REQUIREMENT 1
Copy the records word for word, everything from the line containing "Every instance of the wooden waymarker" down to the end of the records.

TEXT SEGMENT
For my views on open standards in Government see the paper I prepared for Linux Australia.

iiNet and the Sinking of the NBN?

iiNet and the Sinking of the NBN?

There is a major problem with the recent report into the NBN, and, indeed, with all costings for the NBN that I  have seen.  They all ignore a major risk – regulatory risk.  Or, to be more specific, the impact of further changes to the Copyright Act.  There are currently a couple of proposals on the cards which will have a substantial effect on ISPs’ businesses.  The proposals are: ISP liability and the creation of a three strikes scheme for terminating copyright infringers’ internet access.

REQUIREMENT 2
In the piece on iiNet and the NBN, what risk does the writer say all the NBN costings ignore?

MATERIAL SHOWN
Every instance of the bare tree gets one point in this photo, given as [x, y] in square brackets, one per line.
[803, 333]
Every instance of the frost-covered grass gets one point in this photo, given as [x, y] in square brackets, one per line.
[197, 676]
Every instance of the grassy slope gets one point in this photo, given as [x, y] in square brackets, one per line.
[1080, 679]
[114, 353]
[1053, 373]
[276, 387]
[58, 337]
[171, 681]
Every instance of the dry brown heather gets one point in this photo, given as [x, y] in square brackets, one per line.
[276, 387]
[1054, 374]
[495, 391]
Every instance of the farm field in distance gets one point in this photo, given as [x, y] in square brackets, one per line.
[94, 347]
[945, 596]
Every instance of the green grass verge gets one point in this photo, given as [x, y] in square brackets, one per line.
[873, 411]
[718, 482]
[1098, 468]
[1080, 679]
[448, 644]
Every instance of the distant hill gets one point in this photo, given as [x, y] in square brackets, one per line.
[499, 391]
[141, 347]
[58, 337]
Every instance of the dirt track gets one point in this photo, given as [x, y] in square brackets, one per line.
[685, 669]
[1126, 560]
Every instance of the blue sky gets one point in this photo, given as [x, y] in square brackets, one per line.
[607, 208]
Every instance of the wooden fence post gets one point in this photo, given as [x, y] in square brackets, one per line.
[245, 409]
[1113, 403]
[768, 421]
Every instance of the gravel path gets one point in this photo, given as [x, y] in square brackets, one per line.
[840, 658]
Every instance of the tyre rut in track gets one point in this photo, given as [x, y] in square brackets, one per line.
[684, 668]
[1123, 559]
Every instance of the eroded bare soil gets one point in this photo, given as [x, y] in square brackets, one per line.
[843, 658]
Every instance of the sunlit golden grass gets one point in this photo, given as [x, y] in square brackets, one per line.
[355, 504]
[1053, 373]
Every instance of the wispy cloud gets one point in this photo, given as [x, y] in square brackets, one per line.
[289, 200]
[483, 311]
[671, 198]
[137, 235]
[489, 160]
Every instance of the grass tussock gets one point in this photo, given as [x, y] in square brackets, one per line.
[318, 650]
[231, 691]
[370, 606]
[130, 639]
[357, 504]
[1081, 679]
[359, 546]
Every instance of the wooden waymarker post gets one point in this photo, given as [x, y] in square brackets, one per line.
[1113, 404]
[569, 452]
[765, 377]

EXPECTED ANSWER 1
Every instance of the wooden waymarker post gets one point in this photo, given as [x, y] in square brackets, one per line.
[1113, 404]
[569, 452]
[765, 377]

EXPECTED ANSWER 2
Regulatory risk.